[Fragment tekstu]
I wszytsko umarło.... koles pisał mi tak okropne rzeczy... rak bardzo mnie ranił... a po jakims czasie... puiisał do mnie ,ze dopiero teraz do niego doszło co zrobił.. tylko troche za pozno... zadał mi tak strasznie rad i tyle bolu....ze moje uczucie do niego kompletnie wygasło... ale w moim zyciu pojawil sie ktos nowy... ma na imie Gabrś i jest cudownym mezczyzna.... pokochał mnie taka jaka jestem.. niemusze sie zmieniac... czy cos ukrywac... jestem soba... i kocham tak zyc... wolna duchem a sercem przy nim...Dziekuje wam wszystkim za rade i za ciepłe słowa...:)i znow jestem szczesliwa....:):):):):):)

[Do zrobienia] Przepisz dokładnie z fragmentu tekstu odcinek od „I wszytsko umarło....” aż do „znow jestem szczesliwa....:):):):):):)” włącznie.

Pozycje ze źródła danych:
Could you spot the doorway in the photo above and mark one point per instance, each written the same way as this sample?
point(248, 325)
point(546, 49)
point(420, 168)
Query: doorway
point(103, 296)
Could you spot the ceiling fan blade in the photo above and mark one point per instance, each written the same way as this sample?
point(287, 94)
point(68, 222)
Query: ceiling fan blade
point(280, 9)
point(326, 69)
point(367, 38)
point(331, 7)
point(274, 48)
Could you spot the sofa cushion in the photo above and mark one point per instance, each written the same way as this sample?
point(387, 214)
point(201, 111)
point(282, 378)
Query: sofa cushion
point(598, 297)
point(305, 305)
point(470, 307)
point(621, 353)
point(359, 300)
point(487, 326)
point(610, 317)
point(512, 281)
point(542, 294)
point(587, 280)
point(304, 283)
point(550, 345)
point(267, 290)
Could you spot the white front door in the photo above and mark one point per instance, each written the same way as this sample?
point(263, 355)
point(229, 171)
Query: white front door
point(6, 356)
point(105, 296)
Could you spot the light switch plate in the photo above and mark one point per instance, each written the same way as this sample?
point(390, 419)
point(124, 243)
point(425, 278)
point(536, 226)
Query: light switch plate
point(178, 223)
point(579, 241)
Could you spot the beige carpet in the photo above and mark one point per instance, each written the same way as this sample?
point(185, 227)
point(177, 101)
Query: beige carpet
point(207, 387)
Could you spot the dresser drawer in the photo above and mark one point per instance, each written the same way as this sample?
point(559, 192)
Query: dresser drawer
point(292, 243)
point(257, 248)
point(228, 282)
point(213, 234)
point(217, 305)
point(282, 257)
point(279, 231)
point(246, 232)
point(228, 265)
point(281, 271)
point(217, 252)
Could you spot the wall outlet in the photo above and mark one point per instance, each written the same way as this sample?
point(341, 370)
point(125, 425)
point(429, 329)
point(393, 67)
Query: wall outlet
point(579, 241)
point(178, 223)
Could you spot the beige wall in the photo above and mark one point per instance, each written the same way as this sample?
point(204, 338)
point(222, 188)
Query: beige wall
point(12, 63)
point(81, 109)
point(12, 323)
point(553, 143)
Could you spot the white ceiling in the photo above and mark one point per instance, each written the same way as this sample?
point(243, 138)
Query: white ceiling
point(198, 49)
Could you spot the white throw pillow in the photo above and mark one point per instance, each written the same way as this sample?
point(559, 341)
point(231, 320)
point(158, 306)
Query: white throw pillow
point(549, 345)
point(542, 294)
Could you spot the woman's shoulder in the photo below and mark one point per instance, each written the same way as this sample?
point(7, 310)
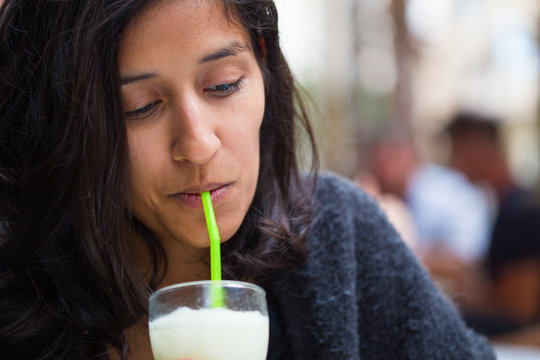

[Rozwiązanie]
I wszytsko umarło.... koles pisał mi tak okropne rzeczy... rak bardzo mnie ranił... a po jakims czasie... puiisał do mnie ,ze dopiero teraz do niego doszło co zrobił.. tylko troche za pozno... zadał mi tak strasznie rad i tyle bolu....ze moje uczucie do niego kompletnie wygasło... ale w moim zyciu pojawil sie ktos nowy... ma na imie Gabrś i jest cudownym mezczyzna.... pokochał mnie taka jaka jestem.. niemusze sie zmieniac... czy cos ukrywac... jestem soba... i kocham tak zyc... wolna duchem a sercem przy nim...Dziekuje wam wszystkim za rade i za ciepłe słowa...:)i znow jestem szczesliwa....:):):):):):)